- **WORK TO DO**:
Give back the entire listing verbatim.

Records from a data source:

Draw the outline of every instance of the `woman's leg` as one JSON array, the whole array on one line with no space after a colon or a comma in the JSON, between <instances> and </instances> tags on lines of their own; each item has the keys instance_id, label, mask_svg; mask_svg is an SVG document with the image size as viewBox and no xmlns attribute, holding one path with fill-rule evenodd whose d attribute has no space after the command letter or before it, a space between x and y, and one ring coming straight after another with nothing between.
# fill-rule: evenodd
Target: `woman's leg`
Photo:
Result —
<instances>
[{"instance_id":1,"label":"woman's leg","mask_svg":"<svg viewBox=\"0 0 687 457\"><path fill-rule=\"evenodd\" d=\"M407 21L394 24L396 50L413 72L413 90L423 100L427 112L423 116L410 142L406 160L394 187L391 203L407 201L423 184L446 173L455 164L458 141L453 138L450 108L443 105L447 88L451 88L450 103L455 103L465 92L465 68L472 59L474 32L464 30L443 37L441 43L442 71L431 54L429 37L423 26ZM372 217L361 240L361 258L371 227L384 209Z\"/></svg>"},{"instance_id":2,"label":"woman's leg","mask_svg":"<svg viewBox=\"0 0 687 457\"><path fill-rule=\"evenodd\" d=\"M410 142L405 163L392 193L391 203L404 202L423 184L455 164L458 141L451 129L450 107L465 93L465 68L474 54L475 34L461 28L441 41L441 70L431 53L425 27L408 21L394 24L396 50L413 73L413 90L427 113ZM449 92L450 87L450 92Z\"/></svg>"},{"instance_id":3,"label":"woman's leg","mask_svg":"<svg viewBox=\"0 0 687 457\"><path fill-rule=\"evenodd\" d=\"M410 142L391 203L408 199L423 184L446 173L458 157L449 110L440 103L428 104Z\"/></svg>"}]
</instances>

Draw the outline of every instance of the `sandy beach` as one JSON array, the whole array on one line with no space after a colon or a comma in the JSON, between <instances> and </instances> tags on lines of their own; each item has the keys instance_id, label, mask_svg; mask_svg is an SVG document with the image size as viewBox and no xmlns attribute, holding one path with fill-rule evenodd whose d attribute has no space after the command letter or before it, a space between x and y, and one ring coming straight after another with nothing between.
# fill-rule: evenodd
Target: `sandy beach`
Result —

- **ANSWER FOR THE TASK**:
Draw the outline of every instance of the `woman's leg` as one JSON array, the whole array on one line with no space after a colon or a comma in the JSON, between <instances> and </instances> tags on lines of their own; each item has the keys instance_id, label, mask_svg; mask_svg is an SVG document with the image size as viewBox and no xmlns attribute, holding one path with fill-rule evenodd whose d attribute has no space after the command letter or before it, a space between x and y, and one ring coming straight after another with nothing between.
# fill-rule: evenodd
Target: `woman's leg`
Photo:
Result —
<instances>
[{"instance_id":1,"label":"woman's leg","mask_svg":"<svg viewBox=\"0 0 687 457\"><path fill-rule=\"evenodd\" d=\"M407 21L394 24L396 50L413 72L413 90L423 100L427 112L423 116L410 142L406 160L394 187L391 203L407 201L423 184L446 173L455 164L458 141L453 138L450 108L443 105L447 88L451 88L450 103L455 103L465 92L465 68L472 59L474 32L464 30L443 37L441 43L442 71L431 54L429 37L423 26ZM372 217L361 240L361 258L371 227L384 209Z\"/></svg>"},{"instance_id":2,"label":"woman's leg","mask_svg":"<svg viewBox=\"0 0 687 457\"><path fill-rule=\"evenodd\" d=\"M410 142L405 163L392 193L391 203L404 202L423 184L455 164L458 141L451 129L450 107L465 93L465 68L474 54L475 34L461 28L441 41L441 70L431 53L425 27L408 21L394 24L396 50L413 73L413 90L427 113ZM449 92L450 87L450 92Z\"/></svg>"},{"instance_id":3,"label":"woman's leg","mask_svg":"<svg viewBox=\"0 0 687 457\"><path fill-rule=\"evenodd\" d=\"M410 142L391 203L408 199L423 184L446 173L458 157L449 110L440 103L428 104Z\"/></svg>"}]
</instances>

Draw the outline of every instance of the `sandy beach` as one JSON array, the whole array on one line with no space after a colon or a comma in the JSON, between <instances> and </instances> tags on lines of their own; each item has the keys instance_id, label, mask_svg; mask_svg is an SVG document with the image size as viewBox and no xmlns attribute, holding one path with fill-rule evenodd whose d attribute has no space after the command letter or before it, a space between x and y, and one ring coming straight after another with nothing between.
# fill-rule: evenodd
Target: `sandy beach`
Result —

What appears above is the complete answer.